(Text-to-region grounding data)
..............................

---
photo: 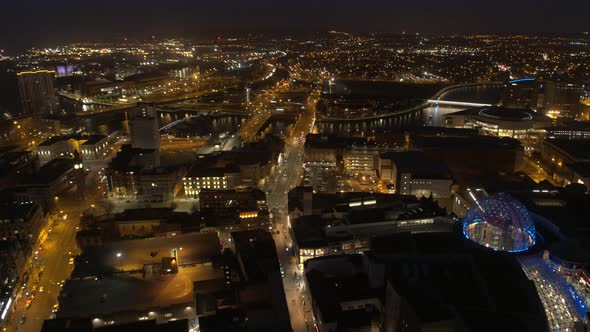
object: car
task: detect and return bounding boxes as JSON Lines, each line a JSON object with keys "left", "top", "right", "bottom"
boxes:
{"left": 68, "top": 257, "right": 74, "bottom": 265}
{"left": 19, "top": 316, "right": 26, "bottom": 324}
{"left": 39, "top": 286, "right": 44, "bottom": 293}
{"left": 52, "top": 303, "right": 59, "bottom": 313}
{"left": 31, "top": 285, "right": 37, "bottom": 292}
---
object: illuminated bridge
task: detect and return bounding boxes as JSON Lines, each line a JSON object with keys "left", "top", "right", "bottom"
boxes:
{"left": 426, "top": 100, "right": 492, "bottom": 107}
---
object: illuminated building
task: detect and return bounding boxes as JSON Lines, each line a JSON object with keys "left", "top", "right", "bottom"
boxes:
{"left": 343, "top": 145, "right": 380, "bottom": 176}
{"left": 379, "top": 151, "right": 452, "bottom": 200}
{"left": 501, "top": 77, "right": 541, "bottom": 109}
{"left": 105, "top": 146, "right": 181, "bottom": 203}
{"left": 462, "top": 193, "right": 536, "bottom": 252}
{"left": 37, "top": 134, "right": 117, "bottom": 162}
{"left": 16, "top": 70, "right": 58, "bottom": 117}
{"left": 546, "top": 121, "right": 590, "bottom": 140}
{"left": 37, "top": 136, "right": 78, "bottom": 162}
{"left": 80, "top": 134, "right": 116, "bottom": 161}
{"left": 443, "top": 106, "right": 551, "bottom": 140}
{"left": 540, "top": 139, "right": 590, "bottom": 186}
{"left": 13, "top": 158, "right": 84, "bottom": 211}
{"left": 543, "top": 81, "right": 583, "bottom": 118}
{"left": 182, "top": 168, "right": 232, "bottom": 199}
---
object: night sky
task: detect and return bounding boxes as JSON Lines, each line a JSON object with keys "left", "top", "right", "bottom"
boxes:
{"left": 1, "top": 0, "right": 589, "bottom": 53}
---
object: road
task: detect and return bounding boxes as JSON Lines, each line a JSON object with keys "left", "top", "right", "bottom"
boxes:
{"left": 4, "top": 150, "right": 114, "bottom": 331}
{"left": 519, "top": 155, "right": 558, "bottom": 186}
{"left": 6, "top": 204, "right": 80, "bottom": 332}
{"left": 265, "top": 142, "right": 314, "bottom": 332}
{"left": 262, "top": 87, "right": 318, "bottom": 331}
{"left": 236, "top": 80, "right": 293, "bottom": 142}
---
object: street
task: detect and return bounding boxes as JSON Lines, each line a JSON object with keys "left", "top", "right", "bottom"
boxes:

..............................

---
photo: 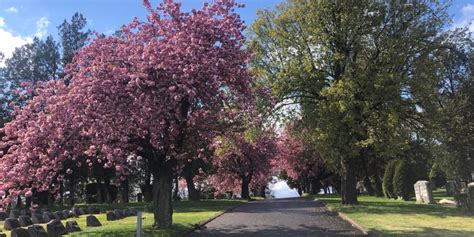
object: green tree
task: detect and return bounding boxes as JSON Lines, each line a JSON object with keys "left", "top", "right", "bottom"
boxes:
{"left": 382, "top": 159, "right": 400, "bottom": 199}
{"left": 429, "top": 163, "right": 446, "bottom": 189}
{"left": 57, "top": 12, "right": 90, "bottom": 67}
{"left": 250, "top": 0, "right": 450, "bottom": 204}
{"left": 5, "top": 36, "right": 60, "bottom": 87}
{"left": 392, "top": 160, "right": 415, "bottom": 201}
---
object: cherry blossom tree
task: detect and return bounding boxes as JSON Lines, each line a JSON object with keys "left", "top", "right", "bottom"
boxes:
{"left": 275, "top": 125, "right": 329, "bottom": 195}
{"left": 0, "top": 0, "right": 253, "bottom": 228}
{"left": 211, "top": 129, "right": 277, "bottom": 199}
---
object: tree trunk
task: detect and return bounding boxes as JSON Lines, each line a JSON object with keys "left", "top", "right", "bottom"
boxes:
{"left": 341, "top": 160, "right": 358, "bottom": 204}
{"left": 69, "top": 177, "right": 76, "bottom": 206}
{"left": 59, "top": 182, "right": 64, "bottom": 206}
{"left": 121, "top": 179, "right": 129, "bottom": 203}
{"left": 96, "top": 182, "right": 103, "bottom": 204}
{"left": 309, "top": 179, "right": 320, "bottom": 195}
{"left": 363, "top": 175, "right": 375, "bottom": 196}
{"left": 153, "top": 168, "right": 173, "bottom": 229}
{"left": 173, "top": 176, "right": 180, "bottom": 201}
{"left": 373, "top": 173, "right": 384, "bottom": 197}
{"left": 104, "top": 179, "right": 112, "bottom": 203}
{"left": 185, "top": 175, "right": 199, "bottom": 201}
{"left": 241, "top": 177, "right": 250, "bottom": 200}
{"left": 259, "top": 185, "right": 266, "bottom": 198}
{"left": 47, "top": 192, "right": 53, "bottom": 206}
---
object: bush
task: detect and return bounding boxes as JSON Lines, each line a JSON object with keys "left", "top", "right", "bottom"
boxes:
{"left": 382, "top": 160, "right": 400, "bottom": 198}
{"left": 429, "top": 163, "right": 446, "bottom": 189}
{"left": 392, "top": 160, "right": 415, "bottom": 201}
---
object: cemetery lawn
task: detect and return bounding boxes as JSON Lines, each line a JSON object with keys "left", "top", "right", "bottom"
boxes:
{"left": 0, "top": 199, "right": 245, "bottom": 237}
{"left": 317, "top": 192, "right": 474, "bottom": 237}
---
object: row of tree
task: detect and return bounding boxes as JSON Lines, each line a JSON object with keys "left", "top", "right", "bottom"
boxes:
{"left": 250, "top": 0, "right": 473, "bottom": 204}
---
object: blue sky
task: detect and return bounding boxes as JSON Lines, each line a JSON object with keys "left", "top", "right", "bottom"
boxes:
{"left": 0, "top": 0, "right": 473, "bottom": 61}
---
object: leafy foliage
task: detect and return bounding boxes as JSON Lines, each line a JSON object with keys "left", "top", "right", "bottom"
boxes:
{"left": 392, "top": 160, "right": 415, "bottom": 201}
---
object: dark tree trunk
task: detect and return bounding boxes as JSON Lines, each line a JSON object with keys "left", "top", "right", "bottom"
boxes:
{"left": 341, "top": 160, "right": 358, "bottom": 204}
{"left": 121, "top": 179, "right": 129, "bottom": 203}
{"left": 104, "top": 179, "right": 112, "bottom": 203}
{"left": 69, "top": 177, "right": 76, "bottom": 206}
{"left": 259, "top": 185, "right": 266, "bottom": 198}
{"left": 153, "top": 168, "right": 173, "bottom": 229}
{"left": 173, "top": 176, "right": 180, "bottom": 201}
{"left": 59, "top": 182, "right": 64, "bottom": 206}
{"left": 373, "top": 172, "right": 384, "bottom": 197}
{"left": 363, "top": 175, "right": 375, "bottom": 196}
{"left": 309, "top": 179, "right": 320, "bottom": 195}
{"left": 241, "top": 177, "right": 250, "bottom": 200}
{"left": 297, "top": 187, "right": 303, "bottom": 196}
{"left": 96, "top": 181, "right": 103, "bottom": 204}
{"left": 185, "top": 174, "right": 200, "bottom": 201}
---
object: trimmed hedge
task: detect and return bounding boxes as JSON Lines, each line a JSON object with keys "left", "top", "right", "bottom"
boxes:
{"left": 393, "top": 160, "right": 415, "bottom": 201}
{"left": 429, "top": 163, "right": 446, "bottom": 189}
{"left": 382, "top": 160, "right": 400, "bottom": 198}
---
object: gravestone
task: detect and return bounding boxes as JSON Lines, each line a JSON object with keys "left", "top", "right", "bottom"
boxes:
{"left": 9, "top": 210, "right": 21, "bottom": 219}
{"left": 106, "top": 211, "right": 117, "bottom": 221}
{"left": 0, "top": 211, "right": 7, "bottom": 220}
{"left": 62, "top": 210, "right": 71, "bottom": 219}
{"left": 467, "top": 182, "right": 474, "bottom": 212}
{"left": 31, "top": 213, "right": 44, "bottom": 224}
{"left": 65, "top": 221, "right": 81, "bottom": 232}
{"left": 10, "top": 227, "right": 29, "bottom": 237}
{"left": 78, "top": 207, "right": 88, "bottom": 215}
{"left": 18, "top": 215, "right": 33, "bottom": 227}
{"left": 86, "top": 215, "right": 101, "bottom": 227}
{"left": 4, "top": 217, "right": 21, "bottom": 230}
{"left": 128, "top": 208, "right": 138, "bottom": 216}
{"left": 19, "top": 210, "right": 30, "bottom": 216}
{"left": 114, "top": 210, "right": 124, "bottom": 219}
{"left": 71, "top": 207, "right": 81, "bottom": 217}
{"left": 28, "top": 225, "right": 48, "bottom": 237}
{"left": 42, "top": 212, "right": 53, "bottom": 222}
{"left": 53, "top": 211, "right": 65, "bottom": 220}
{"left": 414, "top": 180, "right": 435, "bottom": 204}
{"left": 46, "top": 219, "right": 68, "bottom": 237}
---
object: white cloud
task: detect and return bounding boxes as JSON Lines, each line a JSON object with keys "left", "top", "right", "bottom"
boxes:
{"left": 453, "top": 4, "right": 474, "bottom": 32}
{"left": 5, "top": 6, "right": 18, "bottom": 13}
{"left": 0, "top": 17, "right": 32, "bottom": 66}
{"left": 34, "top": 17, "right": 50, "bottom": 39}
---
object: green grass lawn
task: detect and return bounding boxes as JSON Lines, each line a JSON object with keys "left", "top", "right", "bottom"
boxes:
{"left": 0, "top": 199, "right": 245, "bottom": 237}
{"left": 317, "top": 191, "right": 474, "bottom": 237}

..............................

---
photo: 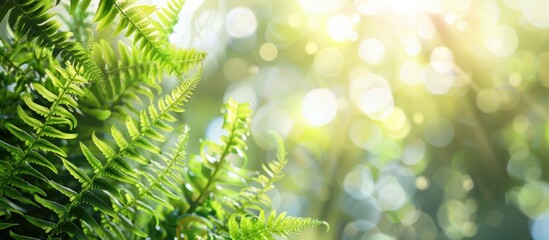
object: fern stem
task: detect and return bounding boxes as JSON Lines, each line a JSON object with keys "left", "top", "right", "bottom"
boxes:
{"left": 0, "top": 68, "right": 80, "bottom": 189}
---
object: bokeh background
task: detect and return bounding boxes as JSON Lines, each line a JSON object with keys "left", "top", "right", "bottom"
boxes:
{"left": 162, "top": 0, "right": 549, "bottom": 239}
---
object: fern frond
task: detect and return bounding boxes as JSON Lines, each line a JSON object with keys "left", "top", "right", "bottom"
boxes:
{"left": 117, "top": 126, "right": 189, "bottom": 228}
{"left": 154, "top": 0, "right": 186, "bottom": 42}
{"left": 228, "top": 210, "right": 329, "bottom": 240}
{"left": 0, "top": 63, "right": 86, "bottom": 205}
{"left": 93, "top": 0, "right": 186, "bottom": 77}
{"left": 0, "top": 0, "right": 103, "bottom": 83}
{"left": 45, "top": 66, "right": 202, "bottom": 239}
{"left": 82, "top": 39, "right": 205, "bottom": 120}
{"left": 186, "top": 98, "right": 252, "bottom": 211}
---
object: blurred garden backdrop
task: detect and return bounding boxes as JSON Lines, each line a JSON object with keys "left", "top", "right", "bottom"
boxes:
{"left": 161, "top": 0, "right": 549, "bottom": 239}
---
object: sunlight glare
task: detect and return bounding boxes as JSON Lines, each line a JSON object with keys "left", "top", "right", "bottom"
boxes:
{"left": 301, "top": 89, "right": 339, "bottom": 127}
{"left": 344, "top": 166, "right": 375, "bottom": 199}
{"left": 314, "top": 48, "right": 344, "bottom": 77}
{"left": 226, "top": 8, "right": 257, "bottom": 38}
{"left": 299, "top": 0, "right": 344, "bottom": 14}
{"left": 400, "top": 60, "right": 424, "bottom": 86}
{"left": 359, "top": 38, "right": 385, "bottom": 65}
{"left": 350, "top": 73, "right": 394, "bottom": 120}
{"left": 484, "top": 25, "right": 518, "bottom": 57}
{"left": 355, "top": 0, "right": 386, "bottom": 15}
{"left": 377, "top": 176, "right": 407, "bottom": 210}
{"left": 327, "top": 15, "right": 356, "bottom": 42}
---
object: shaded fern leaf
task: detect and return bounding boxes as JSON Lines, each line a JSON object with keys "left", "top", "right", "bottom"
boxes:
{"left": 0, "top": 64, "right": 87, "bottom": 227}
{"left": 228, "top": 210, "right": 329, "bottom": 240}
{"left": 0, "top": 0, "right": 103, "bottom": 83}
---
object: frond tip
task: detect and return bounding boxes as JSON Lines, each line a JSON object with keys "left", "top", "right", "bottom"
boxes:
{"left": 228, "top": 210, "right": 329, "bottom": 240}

..............................

Assignment → From the records above, show each line that contains the word "green".

Task output →
object: green tree
object: green grass lawn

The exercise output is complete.